Could you rewrite every one of the rows below, requests included, scaling each x and y coordinate in the answers by 1.65 and rounding to whole numbers, with halves rounded up? Leave the pictures out, and keep the numbers in the requests and their sample points as they are.

Exercise input:
## start

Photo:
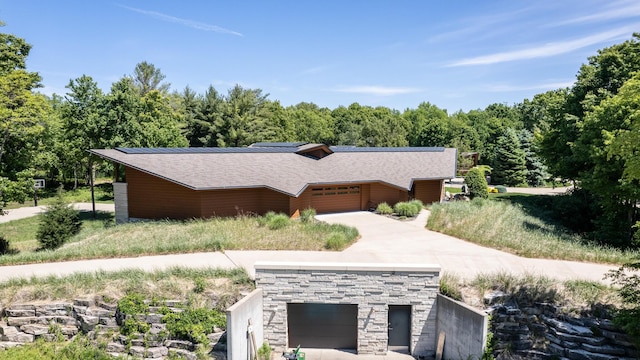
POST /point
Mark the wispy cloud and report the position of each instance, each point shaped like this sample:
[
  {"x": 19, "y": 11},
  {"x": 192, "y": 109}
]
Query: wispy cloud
[
  {"x": 185, "y": 22},
  {"x": 376, "y": 90},
  {"x": 546, "y": 86},
  {"x": 617, "y": 10},
  {"x": 313, "y": 70},
  {"x": 547, "y": 50}
]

## end

Task solution:
Photo:
POST /point
Mark the wispy cloud and report the position of each instance, each point shaped like this sample:
[
  {"x": 19, "y": 11},
  {"x": 192, "y": 109}
]
Query: wispy cloud
[
  {"x": 305, "y": 36},
  {"x": 620, "y": 149},
  {"x": 901, "y": 142},
  {"x": 1018, "y": 17},
  {"x": 516, "y": 116},
  {"x": 903, "y": 83}
]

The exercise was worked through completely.